Requirements:
Copy all lines below exactly as written. Leave pictures out.

Information given:
..........

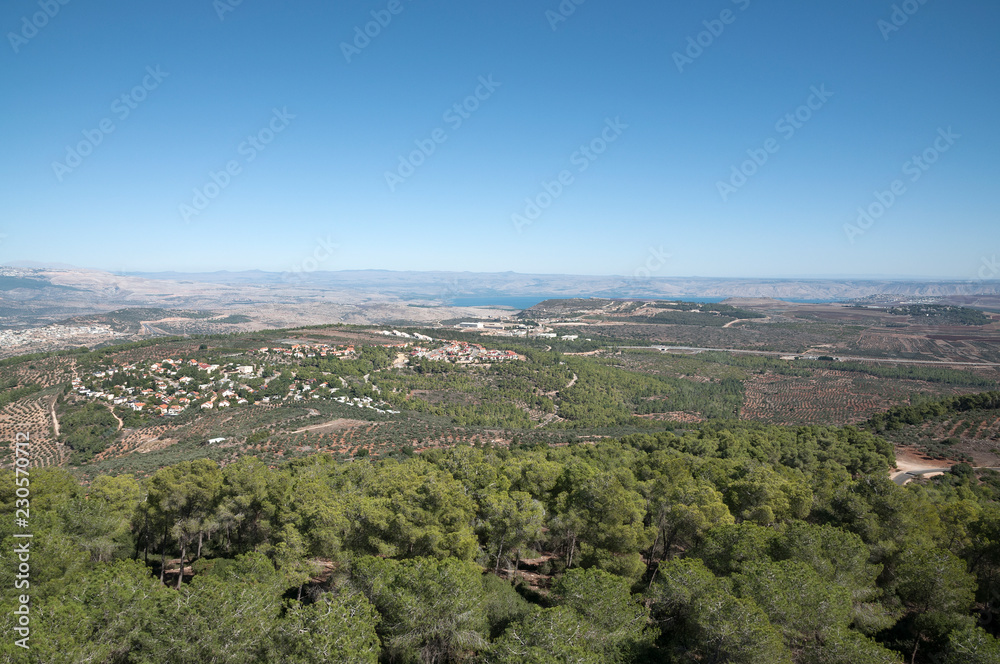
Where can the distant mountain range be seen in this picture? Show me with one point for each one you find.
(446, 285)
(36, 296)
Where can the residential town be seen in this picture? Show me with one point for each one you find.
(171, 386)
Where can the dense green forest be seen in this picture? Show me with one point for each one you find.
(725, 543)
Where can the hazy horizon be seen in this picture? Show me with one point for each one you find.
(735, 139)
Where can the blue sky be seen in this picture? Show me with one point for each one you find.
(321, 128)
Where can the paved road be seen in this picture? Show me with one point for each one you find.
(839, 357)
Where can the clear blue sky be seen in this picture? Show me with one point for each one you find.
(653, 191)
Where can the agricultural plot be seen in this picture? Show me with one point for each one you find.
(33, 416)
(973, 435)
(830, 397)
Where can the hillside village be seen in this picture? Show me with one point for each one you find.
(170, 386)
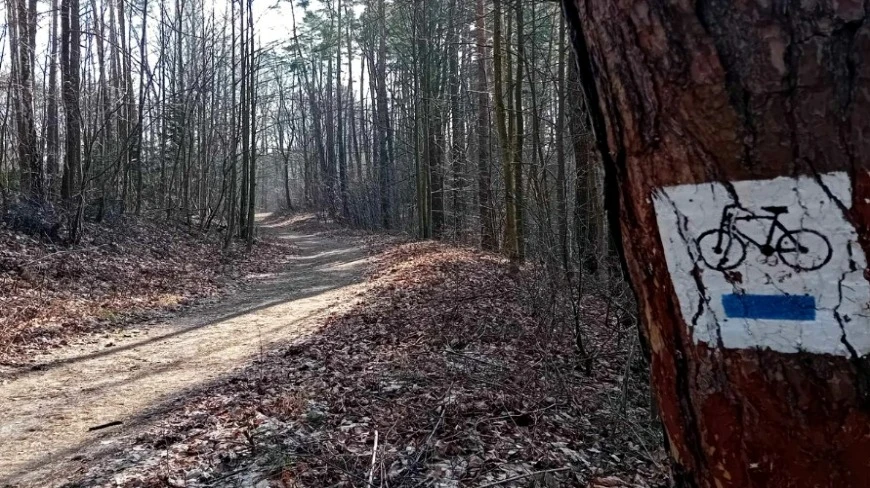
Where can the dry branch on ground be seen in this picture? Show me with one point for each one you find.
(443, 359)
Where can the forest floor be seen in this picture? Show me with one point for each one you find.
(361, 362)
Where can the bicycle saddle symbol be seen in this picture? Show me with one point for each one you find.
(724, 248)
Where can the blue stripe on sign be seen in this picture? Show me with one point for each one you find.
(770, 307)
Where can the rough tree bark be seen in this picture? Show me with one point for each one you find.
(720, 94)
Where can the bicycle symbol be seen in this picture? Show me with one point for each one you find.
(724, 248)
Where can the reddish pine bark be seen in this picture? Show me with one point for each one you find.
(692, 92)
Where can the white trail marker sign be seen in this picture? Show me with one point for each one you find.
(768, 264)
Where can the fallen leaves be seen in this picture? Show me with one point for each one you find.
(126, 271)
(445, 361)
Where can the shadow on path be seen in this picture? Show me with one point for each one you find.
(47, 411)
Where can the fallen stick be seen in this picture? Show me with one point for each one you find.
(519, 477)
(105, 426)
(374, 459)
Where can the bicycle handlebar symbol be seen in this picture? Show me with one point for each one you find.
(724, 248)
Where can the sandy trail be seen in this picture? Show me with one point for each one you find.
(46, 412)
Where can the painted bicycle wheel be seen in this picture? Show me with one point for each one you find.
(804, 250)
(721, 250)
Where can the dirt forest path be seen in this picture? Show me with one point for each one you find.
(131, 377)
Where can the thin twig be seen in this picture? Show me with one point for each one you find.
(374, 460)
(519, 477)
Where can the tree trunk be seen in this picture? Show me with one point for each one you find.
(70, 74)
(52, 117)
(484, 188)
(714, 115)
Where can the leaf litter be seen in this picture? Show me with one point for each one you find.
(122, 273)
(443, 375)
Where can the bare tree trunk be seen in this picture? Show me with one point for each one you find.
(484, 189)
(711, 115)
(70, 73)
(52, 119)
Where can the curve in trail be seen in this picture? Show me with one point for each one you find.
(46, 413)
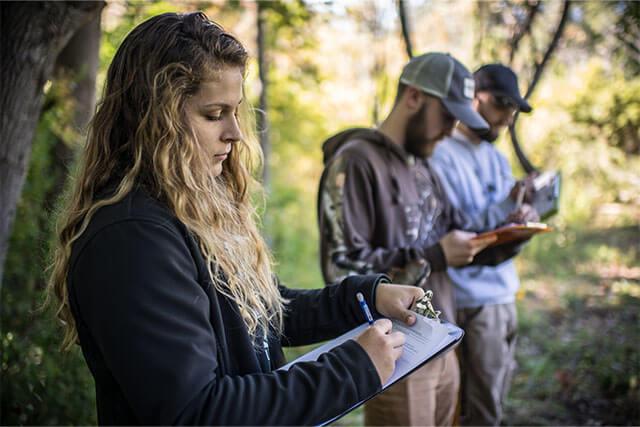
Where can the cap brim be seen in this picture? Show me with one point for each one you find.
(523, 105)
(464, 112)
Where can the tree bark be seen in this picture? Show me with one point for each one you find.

..........

Exercise answer:
Where can the distant mountain range be seen in this picture? Show me with one point for each one you find.
(446, 285)
(36, 296)
Where can the residential town be seen in this picture? Show me with one point for each one you find.
(171, 386)
Where can the dense green forest be seen in this picture? Show me with one point for each one you find.
(725, 543)
Where can the hazy horizon be seen in this picture? Show me with one point for each one you find.
(735, 139)
Where can the blue sky be seen in this picture? Show me with one point for each one you find.
(321, 128)
Where can the paved road be seen in this picture? Show me with one point for each one you find.
(839, 357)
Where can the clear blue sky be seen in this picture? Show me with one point for each one you find.
(653, 191)
Where can the agricultural plot be seen in this picture? Show me with one point for each one you find.
(33, 416)
(973, 435)
(830, 397)
Where can the hillside village be seen in this picture? Show me with one point for each one you find.
(170, 386)
Where can the dry branch on ground be seen in this picture? Show me with one point for each one you find.
(443, 359)
Where can the forest floor be seen in this picture? Show me with one point for each one you find.
(361, 362)
Where can the bicycle saddle symbol be seen in this picture? Show me with one point for each one you find.
(724, 248)
Where can the blue stripe on sign be seen in this picture? Show me with one point for each one you find.
(770, 307)
Where can the rough tree bark be seen in this picture? Show me with one point for each one you find.
(720, 94)
Where can the bicycle symbol be seen in this picture? Show me with one point for each one you find.
(724, 248)
Where can the reddish pine bark be seen in this picture? Show me with one point for each one you find.
(692, 92)
Where can the white trail marker sign be seen in this picture? Show me with one point for each one you find.
(768, 264)
Where can the fallen leaves be seen in this picture? Show me with one point for each one you find.
(126, 271)
(445, 361)
Where can the shadow on path be seen in this picture? Show me with one point for each one you find.
(47, 411)
Where can the fallen stick be seen in this picture? Show me with one point for each one you find.
(519, 477)
(105, 426)
(374, 459)
Where can the bicycle handlebar symbol be seen in this picture? Show me with one point for each one you find.
(724, 248)
Where can the sandy trail be seen in this picture? Show me with one point for each one you find.
(46, 412)
Where can the painted bicycle wheel be seen in this picture? Show me with one point for each one you find.
(804, 250)
(721, 250)
Where can the dirt forest path be seen in this picture? Show me with one point for each one you find.
(131, 377)
Where can the thin twig be seen in this picture? Show me with one point for each one you find.
(374, 460)
(519, 477)
Where can the tree trunk be seen in this picture? Show me with one point for each one you find.
(70, 74)
(52, 117)
(484, 188)
(714, 115)
Where can the leaf litter be seen in this picture? Show me with one point for each one you find.
(122, 273)
(443, 375)
Where can the bare tree trunk be seen in this picture? Show me with one point for each one you find.
(484, 189)
(711, 115)
(70, 73)
(52, 119)
Where can the curve in trail be seen in this picture? Show me with one point for each one you find.
(46, 413)
Where can the cap brim be seen in this picture? Show me with one point for each one you find.
(523, 105)
(464, 112)
Where can the tree bark be seen in this picture? Show me with one point for each one you find.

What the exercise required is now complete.